▸ Task requirements:
1. Using the passage on conventional banking below, answer each question briefly.
(a) How many critical activities can the financial institution engage in to give a project the best opportunity for success?
(b) What should the bank verify with each advance?
(c) Why does some doubt exist about how stringently banks pursue these activities?
2. Decide whether each statement agrees with the passage on conventional banking below. Answer yes or no, and quote the words of the passage that decide it.
(a) The bank should analyze the proposed project only after the loan has been made.
(b) The contract should include the terms and requirements of the loan.
(c) The bank's profitability is tied directly to the profitability of each project it finances.

+++ Text extract

Conventional banking and project
efficacy: In order to determine the project efficacy of the
conventional banking system, it is necessary to identify how close the
relationship the bank has with the entrepreneur to whom the loan was
made. In addition, it is important to determine what type of
monitoring the bank does of the ongoing project throughout the term of the
loan. There are four critical activities in which the financial
institution can engage in order to assure that a project has the best
opportunity for success: (a) the bank needs to perform a careful analysis
of the proposed project prior to making the loan; (b) the contract should
be written very clearly including all the details of the proposed project
and the terms and requirements of the loan; (c) the bank should verify the
status of the project with each advance, to ensure that the proceeds of
the loan are being used for the purpose intended and not being
misappropriated; and (d) the bank should monitor the performance of the
business to ensure their ability to properly service the indebtedness.
In general, the conventional banking
system does engage in these four activities. Hoever, some doubt
exists as to how stringently they pursue these activities, as the
profitability of the bank is not tied directly to the profitability of the
individual project. It is argued relies too much upon collateral for safe
return of the principal and interest. Thus, it is neither committed to nor
serious in the effective operation of the projects that the bank
finances.

++++++
+++ Available data

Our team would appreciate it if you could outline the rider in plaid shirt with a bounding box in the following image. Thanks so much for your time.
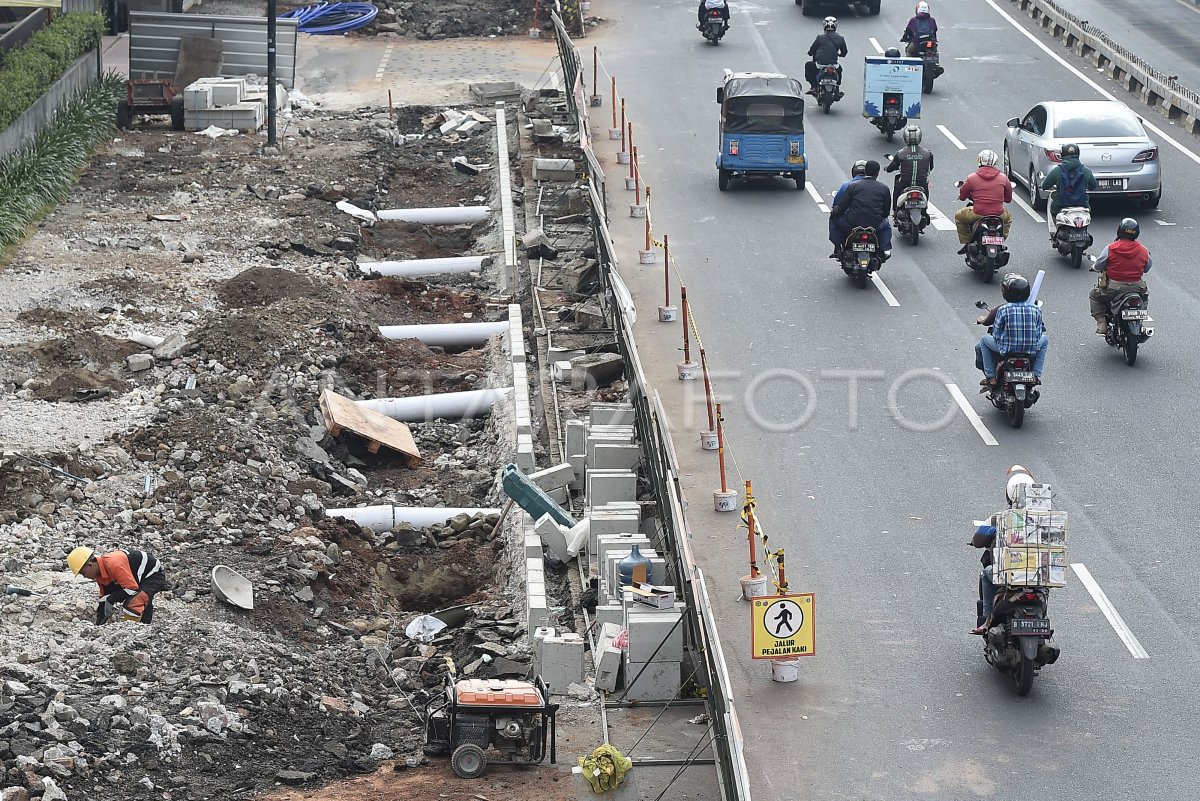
[976,272,1050,390]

++++++

▸ Set of answers:
1.
(a) Four.
(b) The status of the project, to ensure that the loan proceeds are being used for the intended purpose and not being misappropriated.
(c) Because the profitability of the bank is not tied directly to the profitability of the individual project.

2.
(a) No: "the bank needs to perform a careful analysis of the proposed project prior to making the loan"
(b) Yes: "the contract should be written very clearly including all the details of the proposed project and the terms and requirements of the loan"
(c) No: "the profitability of the bank is not tied directly to the profitability of the individual project"